─── Data provided ───

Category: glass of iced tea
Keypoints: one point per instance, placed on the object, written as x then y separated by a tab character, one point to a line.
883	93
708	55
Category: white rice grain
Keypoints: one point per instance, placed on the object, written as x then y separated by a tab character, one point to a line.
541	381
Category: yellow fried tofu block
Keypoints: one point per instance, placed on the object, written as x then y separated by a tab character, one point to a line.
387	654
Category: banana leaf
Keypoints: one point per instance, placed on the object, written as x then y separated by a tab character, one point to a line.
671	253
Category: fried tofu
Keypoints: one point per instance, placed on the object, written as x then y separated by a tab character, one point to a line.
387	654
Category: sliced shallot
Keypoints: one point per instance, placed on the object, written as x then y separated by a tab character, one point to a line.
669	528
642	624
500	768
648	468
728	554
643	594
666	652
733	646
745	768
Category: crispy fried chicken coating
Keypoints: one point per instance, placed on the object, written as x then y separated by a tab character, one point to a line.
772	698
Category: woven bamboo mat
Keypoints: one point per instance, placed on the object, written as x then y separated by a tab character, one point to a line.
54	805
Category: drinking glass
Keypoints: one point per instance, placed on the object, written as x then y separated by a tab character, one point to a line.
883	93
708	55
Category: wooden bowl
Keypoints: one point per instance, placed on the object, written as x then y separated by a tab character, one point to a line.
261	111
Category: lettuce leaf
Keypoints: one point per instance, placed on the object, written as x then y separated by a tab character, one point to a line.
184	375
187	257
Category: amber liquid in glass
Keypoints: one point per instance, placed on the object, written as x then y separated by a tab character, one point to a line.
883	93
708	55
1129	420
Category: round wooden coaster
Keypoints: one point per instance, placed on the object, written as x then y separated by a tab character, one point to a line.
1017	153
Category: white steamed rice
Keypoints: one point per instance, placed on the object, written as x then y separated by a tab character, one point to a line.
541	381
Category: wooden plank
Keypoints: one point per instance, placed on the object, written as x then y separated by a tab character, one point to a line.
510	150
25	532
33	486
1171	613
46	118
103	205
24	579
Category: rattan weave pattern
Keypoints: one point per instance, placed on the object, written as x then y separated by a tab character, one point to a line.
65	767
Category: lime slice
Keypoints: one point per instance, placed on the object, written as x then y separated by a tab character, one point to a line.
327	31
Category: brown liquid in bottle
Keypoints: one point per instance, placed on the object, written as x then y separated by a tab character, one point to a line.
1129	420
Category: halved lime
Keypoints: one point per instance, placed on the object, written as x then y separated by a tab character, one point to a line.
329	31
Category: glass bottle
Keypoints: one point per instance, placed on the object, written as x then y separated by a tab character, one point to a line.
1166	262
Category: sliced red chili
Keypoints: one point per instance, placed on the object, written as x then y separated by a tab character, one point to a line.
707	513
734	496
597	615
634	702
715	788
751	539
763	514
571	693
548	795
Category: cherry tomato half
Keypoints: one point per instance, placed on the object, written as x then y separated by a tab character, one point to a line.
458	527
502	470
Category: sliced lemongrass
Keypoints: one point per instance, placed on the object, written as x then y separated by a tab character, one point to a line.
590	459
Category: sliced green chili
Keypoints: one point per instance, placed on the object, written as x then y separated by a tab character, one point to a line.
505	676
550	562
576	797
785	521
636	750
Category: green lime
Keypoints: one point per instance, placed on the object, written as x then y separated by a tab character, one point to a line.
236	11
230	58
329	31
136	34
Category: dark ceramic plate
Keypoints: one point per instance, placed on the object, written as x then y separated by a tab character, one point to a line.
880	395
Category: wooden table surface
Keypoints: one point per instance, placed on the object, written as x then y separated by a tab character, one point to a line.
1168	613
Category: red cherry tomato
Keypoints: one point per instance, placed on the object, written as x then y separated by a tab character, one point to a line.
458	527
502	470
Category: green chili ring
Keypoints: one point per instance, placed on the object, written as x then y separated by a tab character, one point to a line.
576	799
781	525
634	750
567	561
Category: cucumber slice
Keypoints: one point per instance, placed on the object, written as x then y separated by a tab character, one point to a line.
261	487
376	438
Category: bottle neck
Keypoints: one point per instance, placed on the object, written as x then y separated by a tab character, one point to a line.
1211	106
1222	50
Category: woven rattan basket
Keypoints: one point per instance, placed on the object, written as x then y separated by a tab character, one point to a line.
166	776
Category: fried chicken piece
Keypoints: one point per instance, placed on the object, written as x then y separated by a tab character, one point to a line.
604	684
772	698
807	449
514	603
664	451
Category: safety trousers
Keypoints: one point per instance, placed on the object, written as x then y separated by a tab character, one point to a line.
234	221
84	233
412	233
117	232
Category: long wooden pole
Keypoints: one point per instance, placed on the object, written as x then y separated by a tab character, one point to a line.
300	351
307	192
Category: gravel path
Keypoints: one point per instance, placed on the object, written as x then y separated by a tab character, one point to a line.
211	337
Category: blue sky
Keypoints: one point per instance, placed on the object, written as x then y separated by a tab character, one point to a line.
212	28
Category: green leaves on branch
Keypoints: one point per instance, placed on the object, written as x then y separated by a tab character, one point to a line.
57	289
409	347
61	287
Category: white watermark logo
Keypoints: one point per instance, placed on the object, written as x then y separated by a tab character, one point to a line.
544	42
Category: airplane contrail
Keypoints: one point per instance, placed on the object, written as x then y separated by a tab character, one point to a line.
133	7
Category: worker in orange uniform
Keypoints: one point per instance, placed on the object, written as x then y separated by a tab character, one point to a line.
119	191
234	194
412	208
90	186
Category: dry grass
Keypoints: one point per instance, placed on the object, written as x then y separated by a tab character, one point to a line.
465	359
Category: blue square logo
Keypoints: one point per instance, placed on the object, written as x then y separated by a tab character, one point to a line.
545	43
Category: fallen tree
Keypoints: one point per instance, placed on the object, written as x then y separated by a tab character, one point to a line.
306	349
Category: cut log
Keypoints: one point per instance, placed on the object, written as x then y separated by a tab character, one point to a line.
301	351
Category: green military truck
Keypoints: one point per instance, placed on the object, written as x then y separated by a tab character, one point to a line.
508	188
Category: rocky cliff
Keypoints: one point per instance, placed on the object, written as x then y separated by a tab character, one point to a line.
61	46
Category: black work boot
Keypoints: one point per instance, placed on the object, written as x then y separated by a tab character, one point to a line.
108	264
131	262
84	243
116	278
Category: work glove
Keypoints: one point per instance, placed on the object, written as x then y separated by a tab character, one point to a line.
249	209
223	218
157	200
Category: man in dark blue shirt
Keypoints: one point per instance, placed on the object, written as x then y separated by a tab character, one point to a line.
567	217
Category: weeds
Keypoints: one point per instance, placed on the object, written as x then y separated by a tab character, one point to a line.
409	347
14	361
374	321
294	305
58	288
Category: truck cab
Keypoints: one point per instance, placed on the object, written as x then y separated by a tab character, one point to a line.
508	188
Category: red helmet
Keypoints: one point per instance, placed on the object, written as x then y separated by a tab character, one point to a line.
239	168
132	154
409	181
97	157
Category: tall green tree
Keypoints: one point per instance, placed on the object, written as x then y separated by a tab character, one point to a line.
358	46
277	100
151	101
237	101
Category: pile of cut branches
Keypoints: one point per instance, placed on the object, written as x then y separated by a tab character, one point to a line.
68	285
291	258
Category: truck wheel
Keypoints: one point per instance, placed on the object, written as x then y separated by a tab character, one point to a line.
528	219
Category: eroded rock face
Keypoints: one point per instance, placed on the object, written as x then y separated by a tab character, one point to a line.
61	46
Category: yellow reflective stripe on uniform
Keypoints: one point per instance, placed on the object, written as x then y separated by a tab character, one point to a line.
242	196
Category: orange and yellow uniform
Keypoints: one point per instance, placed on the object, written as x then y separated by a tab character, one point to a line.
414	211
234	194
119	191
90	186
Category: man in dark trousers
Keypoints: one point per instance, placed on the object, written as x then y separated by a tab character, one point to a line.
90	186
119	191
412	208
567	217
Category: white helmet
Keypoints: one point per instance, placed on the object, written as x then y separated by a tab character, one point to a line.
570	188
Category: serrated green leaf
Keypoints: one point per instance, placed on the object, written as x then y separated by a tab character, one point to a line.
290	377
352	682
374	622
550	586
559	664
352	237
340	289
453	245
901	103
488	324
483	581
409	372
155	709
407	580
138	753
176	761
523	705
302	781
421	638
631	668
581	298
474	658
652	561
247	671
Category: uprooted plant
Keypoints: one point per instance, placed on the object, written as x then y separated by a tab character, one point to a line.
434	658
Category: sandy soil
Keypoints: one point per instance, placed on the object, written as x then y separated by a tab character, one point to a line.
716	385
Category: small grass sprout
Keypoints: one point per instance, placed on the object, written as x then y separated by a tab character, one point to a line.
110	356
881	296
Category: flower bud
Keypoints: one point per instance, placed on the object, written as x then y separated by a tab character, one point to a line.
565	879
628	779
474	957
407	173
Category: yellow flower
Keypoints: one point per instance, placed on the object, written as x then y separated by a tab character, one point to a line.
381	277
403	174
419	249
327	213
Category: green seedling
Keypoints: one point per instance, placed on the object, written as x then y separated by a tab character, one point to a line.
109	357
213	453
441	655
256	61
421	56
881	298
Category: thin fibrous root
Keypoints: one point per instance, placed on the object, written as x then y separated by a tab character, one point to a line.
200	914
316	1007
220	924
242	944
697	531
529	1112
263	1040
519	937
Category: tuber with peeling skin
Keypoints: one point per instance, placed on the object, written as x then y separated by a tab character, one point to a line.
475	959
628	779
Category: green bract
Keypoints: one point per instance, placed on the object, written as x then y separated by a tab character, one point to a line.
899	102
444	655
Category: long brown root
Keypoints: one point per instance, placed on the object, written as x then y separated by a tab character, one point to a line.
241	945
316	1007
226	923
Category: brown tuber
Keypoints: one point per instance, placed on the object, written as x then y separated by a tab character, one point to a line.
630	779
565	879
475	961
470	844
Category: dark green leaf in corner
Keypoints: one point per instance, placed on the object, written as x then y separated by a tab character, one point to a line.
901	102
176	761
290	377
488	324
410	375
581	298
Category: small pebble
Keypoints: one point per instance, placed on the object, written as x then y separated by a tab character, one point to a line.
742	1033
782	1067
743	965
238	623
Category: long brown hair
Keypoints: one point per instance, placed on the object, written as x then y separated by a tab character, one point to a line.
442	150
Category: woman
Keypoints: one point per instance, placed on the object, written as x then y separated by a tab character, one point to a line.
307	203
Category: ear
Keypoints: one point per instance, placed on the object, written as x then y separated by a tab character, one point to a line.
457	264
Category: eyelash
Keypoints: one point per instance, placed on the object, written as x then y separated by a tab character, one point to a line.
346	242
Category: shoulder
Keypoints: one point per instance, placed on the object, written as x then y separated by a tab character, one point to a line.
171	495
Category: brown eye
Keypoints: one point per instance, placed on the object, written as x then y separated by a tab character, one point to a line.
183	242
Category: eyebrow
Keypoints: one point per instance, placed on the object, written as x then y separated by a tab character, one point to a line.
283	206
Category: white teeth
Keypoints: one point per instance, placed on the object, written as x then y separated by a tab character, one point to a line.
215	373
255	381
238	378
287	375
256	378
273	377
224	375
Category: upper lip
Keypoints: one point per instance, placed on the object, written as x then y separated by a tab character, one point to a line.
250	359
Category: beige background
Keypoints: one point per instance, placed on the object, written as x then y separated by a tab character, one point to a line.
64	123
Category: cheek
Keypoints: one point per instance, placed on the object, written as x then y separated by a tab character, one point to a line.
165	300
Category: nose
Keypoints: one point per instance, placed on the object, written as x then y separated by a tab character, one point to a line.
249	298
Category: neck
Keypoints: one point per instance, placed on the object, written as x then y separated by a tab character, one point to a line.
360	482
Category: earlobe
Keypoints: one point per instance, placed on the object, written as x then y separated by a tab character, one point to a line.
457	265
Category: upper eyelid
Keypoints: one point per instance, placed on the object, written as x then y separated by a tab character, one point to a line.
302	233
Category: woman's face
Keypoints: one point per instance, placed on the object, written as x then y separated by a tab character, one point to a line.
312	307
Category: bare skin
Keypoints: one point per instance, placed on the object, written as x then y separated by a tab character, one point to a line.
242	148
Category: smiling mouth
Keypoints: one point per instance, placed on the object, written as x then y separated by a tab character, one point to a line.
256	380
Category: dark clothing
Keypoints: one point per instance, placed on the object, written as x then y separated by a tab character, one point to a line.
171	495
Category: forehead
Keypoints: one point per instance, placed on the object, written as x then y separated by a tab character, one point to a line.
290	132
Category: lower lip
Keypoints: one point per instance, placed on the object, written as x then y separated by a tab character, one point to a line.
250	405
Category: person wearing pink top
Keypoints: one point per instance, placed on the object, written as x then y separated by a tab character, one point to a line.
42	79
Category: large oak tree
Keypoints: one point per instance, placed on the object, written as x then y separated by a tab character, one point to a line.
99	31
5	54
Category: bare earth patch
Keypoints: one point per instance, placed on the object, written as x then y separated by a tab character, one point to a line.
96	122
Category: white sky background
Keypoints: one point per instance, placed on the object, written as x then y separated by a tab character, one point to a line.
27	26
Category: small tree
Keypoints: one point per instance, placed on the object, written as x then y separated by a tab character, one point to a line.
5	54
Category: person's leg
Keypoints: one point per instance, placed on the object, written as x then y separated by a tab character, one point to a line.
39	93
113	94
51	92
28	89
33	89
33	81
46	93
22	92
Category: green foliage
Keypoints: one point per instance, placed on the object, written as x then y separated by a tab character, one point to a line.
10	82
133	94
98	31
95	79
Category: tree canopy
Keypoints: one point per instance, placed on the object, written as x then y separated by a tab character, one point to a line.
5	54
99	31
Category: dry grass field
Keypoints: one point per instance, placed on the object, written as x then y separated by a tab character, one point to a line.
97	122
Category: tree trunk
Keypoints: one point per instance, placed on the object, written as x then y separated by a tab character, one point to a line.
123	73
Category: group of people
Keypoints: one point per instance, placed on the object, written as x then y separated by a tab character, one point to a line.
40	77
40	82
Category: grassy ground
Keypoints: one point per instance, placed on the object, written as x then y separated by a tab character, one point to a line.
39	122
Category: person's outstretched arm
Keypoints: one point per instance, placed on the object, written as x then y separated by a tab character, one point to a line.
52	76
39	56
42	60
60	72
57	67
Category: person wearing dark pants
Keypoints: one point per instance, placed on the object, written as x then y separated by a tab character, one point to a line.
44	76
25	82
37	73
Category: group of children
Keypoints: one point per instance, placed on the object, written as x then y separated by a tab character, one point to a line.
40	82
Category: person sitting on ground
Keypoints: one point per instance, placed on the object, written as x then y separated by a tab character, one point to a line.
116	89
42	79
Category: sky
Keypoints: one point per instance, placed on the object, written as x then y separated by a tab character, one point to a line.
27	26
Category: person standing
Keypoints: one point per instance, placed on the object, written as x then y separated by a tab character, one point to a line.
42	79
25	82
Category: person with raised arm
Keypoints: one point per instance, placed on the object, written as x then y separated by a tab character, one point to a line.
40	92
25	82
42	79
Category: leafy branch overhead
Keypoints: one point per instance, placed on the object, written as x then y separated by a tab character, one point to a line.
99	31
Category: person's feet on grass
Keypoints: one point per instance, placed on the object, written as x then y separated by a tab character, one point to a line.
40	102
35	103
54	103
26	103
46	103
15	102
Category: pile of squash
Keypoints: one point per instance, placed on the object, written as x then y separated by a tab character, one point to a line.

───

# Exercise task
Give back exactly the lines from the one containing "Category: group of people" to the end of the material, both ends included.

# Complete output
Category: group of people
Keypoints: one point per instance, placed on the object, written as x then y separated by a tab character, one point to a line.
40	77
40	82
Category: grassy ground
Keypoints: one point per instance, placed on the object, written as x then y separated by a tab character, one point to a line.
39	122
Category: person's outstretched arm
Keypoints: one point per instance, placed on the object, written as x then y separated by a tab character, one point to a line.
52	76
39	56
42	60
60	72
57	67
Category: person wearing dark pants
Keypoints: one point per instance, placed on the object, written as x then y separated by a tab character, one point to a line.
44	76
25	82
37	73
Category: group of children
Keypoints: one point per instance, placed on the object, written as x then y separated by a tab character, one point to a line.
40	82
Category: person sitting on ground
Keypoints: one point per instance, placed on the object, written as x then y separated by a tab character, one point to a line.
116	89
42	79
Category: sky
Keypoints: one point per instance, placed on the object, written as x then y separated by a tab character, one point to a line.
27	26
Category: person standing
Keypoints: one point per instance, placed on the object, written as x then y separated by a tab character, one point to a line.
42	79
25	82
Category: person with raised arm
Keypoints: one point per instance, placed on the object, written as x then y separated by a tab character, one point to a line.
40	92
25	82
42	79
Category: leafy branch overhead
Keypoints: one point per instance, placed on the object, written as x then y separated by a tab character, one point to a line.
99	31
Category: person's feet on grass
Keypoints: one point per instance, placed on the object, written as x then y separated by a tab character, one point to a line.
40	102
35	103
54	103
26	103
46	103
15	102
Category: pile of squash
Keypoints: one point per instance, placed on the object, written as x then y separated by a tab character, one point to a line.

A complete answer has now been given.